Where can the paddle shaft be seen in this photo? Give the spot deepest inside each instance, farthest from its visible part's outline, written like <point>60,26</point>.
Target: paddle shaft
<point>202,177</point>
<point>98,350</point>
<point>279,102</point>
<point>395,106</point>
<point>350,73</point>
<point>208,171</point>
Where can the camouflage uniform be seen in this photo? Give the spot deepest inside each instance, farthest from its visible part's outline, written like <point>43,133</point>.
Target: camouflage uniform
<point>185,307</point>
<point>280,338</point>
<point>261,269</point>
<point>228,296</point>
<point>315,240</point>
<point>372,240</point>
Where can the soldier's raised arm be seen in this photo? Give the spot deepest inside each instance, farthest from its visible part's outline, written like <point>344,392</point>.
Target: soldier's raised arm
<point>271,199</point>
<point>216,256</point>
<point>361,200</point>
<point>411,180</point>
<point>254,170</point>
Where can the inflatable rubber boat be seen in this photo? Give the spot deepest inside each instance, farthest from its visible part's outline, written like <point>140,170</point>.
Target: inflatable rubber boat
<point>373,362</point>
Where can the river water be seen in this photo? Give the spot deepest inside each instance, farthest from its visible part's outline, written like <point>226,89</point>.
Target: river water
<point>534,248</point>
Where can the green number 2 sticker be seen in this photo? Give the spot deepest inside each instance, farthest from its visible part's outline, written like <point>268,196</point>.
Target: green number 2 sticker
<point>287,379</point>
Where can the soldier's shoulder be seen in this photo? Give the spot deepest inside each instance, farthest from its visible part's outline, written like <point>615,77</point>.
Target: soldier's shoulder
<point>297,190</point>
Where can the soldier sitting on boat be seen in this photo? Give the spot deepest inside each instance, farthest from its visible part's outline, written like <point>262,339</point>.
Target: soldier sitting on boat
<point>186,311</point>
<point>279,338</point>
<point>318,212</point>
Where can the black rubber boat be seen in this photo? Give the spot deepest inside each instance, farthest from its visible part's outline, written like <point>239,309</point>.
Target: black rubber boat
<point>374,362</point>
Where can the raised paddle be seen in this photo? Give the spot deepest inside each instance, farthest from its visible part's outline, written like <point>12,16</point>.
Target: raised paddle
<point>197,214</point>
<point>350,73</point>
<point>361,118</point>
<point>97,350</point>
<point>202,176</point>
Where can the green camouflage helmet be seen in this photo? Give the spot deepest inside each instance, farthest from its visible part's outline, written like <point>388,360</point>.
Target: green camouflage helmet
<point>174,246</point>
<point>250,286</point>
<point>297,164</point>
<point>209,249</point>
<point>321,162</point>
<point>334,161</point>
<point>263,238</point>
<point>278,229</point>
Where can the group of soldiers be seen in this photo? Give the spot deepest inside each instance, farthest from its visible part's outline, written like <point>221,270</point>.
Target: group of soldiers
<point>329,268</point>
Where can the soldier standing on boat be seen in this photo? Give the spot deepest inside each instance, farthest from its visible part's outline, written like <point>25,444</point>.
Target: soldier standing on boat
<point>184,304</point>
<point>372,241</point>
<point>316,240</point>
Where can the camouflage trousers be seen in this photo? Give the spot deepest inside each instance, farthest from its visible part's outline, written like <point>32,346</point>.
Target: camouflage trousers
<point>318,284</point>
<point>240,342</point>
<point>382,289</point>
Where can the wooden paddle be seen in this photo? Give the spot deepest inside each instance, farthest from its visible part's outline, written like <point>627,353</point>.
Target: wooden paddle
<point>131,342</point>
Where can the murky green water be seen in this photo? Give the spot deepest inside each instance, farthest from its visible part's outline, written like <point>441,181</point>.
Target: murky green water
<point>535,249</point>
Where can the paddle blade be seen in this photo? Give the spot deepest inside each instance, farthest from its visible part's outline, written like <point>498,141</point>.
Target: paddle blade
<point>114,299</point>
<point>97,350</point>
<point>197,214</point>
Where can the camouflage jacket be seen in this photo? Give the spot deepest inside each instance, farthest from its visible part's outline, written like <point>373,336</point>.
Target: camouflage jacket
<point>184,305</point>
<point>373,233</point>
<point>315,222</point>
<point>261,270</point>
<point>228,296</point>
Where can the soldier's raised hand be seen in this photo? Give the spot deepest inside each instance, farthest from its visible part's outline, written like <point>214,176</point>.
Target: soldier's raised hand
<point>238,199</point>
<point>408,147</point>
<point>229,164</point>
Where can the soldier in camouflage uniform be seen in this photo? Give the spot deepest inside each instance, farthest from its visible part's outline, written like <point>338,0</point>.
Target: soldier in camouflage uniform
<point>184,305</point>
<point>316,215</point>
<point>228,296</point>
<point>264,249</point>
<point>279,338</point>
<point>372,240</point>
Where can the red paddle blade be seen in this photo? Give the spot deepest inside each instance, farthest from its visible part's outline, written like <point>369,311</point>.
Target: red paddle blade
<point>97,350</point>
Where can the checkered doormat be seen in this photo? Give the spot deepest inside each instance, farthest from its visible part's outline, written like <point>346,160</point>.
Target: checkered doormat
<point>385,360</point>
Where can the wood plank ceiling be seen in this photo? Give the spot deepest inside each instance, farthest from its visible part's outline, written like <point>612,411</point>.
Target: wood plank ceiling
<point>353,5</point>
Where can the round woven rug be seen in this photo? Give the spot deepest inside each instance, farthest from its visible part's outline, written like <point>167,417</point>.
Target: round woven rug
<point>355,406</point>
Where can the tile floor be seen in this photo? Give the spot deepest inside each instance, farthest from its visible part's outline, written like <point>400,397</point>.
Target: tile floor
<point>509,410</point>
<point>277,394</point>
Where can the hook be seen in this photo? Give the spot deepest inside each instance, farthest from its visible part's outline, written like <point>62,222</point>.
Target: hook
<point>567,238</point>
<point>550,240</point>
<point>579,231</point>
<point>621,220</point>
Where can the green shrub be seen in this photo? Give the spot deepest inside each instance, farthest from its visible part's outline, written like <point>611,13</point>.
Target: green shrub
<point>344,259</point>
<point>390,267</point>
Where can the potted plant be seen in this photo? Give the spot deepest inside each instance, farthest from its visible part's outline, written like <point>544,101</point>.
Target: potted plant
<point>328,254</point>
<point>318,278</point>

+---+

**Your goal**
All of the material above should be set down again, unaltered.

**Expected answer**
Where can the paddle shaft be seen in this photo? Give the spot deepest inside each instance, farthest from its visible part's outline, written like <point>60,26</point>.
Target: paddle shaft
<point>202,177</point>
<point>98,350</point>
<point>279,102</point>
<point>395,106</point>
<point>350,73</point>
<point>208,171</point>
Where can the camouflage uniform be seen in this photo? Give the spot deepest inside each instance, farthest from its visible part's outline, written like <point>43,133</point>.
Target: camouflage uniform
<point>185,307</point>
<point>280,338</point>
<point>261,269</point>
<point>228,296</point>
<point>315,240</point>
<point>372,240</point>
Where can the soldier's raised arm be seen in this photo? Give the spot deepest inside each instance, farthest from its visible part's outline, written like <point>344,392</point>.
Target: soldier's raised arm
<point>271,199</point>
<point>216,256</point>
<point>361,200</point>
<point>411,180</point>
<point>254,170</point>
Where can the inflatable rubber boat be seen in this photo? Give the spot deepest inside each instance, farthest from its visible part's outline, written like <point>140,170</point>.
Target: inflatable rubber boat
<point>373,362</point>
Where can the river water be seen in this photo? Give the spot deepest inside each instance, farthest from its visible part's outline, written like <point>226,89</point>.
Target: river water
<point>534,248</point>
Where can the green number 2 sticker be seen in this photo? Give the spot deepest inside each instance, farthest from its visible part's outline, written like <point>268,196</point>.
Target: green number 2 sticker
<point>287,379</point>
Where can the soldier's shoulder be seen in this photo? Give the spot deepest inside each instance, farthest from its visible part's outline, written like <point>615,77</point>.
Target: soldier's shoulder
<point>297,190</point>
Where can the soldier sitting on boat be seen in this photo? Give the spot deepest inside each instance, farthest from its visible part's outline, written like <point>262,339</point>.
Target: soldier sitting on boat
<point>186,311</point>
<point>279,338</point>
<point>318,212</point>
Where can the black rubber boat be seen in this photo? Give the spot deepest inside each instance, farthest from its visible part's outline, written like <point>239,309</point>.
Target: black rubber boat
<point>374,362</point>
Where can the raised paddle be seen in this photo? Give the spot deepest inside each instance, farthest from its visible part's outline, written like <point>12,16</point>.
Target: raised paddle
<point>197,214</point>
<point>350,73</point>
<point>361,118</point>
<point>97,350</point>
<point>202,176</point>
Where can the green camouflage helmet be seen in this photo? Give the spot deepest inside each instance, farthest from its visible part's outline, written like <point>388,360</point>.
Target: green camouflage helmet
<point>174,246</point>
<point>250,286</point>
<point>297,164</point>
<point>209,249</point>
<point>321,162</point>
<point>334,161</point>
<point>263,238</point>
<point>278,229</point>
Where can the group of soldiers be seen in this photo? Give the spot deepest inside each instance, farthest from its visible part's outline, written like <point>221,270</point>.
Target: group of soldiers
<point>329,268</point>
Where can the soldier standing on boat be seen in this photo? Give the spot deepest inside each instance, farthest from its visible part's outline, written like <point>25,444</point>.
Target: soldier standing on boat
<point>184,304</point>
<point>372,241</point>
<point>316,240</point>
Where can the camouflage trousers be seen in this photo? Give the spot deepest inside each instance, farthest from its visible part's outline, written like <point>32,346</point>.
Target: camouflage trousers
<point>318,284</point>
<point>240,342</point>
<point>382,289</point>
Where can the wooden paddle be seen in this photo? Give the spot deepest inside each instance, farthest from its visible part's outline, written like <point>627,353</point>.
Target: wooden paddle
<point>131,342</point>
Where can the murky green water be seen in this photo? Give the spot deepest inside each instance, farthest from its visible part's outline, written like <point>441,181</point>.
Target: murky green water
<point>535,249</point>
Where can the paddle blade be seen in this photo? Give the spot deepest inside each instance, farthest from its visible part's outline, written like <point>498,141</point>.
Target: paddle blade
<point>114,299</point>
<point>97,350</point>
<point>197,214</point>
Where can the camouflage jacket be seen in this photo? Give the spot deepest inside each instance, farthest from its visible part's outline, written like <point>373,336</point>.
Target: camouflage jacket
<point>184,305</point>
<point>373,233</point>
<point>315,222</point>
<point>261,270</point>
<point>228,296</point>
Where can the soldier's raised hand be seen in this photo? Give the spot deepest inside each instance, farthest from its visible part's outline, written like <point>214,176</point>.
Target: soldier's raised hand
<point>238,199</point>
<point>408,147</point>
<point>229,164</point>
Where can the soldier in camouflage uniform be seen in this photo? Give the spot deepest inside each instance, farthest from its visible part's outline, written like <point>338,0</point>.
Target: soldier in camouflage uniform
<point>184,305</point>
<point>316,215</point>
<point>228,296</point>
<point>264,249</point>
<point>279,338</point>
<point>372,240</point>
Where can the red paddle blade be seen in this photo? Give the spot deepest inside each instance, farthest from its visible part's outline, written like <point>369,311</point>.
Target: red paddle blade
<point>97,350</point>
Where can the checkered doormat be seen in this photo? Give the spot deepest inside each instance, farthest from its visible part's outline, written like <point>346,160</point>.
Target: checkered doormat
<point>385,360</point>
Where can the wood plank ceiling be seen in this photo? Give the spot deepest inside each instance, farthest from its visible part's outline, written like <point>612,411</point>.
Target: wood plank ceiling
<point>353,5</point>
Where can the round woven rug be seen in this photo? Give the spot deepest inside each instance, farthest from its visible part's outline, written like <point>167,417</point>.
Target: round woven rug
<point>355,406</point>
Where can the tile floor be seen in this photo? Give the spot deepest inside each instance, farthest from its visible part's outline, written like <point>400,397</point>.
Target: tile floor
<point>509,410</point>
<point>277,394</point>
Where can the hook be seen in this photo? Give the spot deepest inside each instance, farthest from its visible part's outline, written like <point>62,222</point>.
Target: hook
<point>567,238</point>
<point>550,240</point>
<point>579,231</point>
<point>621,220</point>
Where can the green shrub be seen in this photo? Give the spot deepest inside each instance, farthest from its visible part's outline, written like <point>611,13</point>.
Target: green shrub
<point>344,259</point>
<point>390,267</point>
Where can the potted plant be seen in this photo? Give the spot deepest inside each instance, farthest from its visible part's outline, written like <point>544,101</point>.
Target: potted plant
<point>328,254</point>
<point>318,278</point>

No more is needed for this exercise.